◆ Document section ◆
━━━━━━━━━━━━━━━━━━━━━━━━━━━━━━
Counis R, Corbani M, Jutisz M
Biochem Biophys Res Commun. 1983 Jul 18;114(1):65-72. doi: 10.1016/0006-291x(83)91594-2.
Anterior pituitary mRNA was prepared using a microscaled method and translated in a wheat-germ cell-free system in the presence of [35S] labeled cysteine and methionine. Translation products, immunologically related to LH beta, FSH beta and the common subunit alpha, were isolated as precursors with antisera to denatured subunits and characterized by SDS-polyacrylamide gel electrophoresis and fluorography. The radioactive bands were excised from the gel and counted for quantitative evaluation. Our data show that translation of pituitary mRNAs from ovariectomized (ovx) rats results in precursor levels increased by 10 fold for alpha and 14 fold for LH beta as compared to the levels in normal rats. The increase in FSH beta precursor was impossible to evaluate as a specific immunoprecipitation product was undetectable in the case of normal rats. Estradiol, but not progesterone, administered in vivo to ovariectomized rats, reversed the stimulatory effect of ovariectomy on the expression of mRNAs coding for gonadotropin subunit precursors 48 h after injection. These results suggest that estradiol, but not progesterone, negatively regulates the synthesis of the pituitary gonadotropins in the female rats via changes in specific mRNA levels. This hormonal control probably occurs at the transcriptional level.
━━━━━━━━━━━━━━━━━━━━━━━━━━━━━━
◆ Task to complete ◆
Please state how much the LH beta precursor level rose in ovariectomized rats compared with normal rats, according to the pituitary mRNA abstract. The material has no connection to the pituitary mRNA abstract.
━━━━━━━━━━━━━━━━━━━━━━━━━━━━━━
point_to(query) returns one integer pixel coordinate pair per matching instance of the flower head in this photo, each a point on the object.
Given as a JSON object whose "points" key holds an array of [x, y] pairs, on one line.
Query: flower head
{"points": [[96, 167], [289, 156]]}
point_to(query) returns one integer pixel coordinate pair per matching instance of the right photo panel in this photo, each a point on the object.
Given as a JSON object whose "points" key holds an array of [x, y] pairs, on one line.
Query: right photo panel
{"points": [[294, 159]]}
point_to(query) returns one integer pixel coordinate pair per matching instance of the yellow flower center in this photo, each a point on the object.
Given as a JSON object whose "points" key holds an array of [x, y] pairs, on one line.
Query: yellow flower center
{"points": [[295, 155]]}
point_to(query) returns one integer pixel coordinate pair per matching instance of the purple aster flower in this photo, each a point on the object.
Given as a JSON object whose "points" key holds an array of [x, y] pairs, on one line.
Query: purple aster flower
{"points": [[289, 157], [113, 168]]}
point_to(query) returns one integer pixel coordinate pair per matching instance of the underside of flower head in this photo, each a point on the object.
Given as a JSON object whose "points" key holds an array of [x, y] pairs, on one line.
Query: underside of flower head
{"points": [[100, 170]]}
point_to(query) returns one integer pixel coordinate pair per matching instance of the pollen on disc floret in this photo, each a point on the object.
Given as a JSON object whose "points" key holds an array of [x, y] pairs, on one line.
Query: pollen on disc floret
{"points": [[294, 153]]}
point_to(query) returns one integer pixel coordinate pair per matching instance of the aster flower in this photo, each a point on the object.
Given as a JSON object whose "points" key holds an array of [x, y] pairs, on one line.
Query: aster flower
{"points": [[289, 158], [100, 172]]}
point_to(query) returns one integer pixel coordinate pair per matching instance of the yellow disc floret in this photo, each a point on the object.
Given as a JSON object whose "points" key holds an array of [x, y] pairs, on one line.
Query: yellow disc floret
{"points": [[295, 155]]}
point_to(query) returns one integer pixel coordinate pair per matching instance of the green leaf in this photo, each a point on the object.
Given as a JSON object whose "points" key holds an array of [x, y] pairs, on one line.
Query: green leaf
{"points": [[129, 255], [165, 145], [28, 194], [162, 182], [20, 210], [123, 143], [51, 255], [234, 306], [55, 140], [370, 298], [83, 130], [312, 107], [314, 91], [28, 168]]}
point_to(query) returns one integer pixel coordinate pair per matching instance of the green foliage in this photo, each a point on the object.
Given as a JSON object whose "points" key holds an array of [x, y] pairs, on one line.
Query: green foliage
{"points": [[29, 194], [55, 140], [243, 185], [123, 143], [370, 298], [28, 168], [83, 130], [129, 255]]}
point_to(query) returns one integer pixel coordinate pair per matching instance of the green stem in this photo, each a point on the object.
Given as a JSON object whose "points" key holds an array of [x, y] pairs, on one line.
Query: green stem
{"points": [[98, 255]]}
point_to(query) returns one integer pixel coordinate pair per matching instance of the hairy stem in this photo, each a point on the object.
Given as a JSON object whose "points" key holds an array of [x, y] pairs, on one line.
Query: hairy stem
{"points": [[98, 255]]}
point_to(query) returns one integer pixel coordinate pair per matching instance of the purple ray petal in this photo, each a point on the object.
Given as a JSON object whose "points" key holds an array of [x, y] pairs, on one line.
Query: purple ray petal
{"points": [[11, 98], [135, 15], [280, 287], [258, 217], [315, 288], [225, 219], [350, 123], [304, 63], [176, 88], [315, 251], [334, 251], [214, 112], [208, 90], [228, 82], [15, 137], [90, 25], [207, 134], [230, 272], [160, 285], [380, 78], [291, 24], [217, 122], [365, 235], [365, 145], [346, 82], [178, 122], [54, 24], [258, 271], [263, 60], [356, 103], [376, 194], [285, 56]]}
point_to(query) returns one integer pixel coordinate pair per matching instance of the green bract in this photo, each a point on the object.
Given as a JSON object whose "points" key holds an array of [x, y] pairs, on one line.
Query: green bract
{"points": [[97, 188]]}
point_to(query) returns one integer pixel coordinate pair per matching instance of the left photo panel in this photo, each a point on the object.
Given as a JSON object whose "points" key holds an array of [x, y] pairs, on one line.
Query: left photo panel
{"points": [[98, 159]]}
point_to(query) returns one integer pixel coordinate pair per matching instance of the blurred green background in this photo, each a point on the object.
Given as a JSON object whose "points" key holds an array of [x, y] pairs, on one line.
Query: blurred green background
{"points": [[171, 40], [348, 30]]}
━━━━━━━━━━━━━━━━━━━━━━━━━━━━━━
◆ Response to the exercise ◆
It rose 14-fold.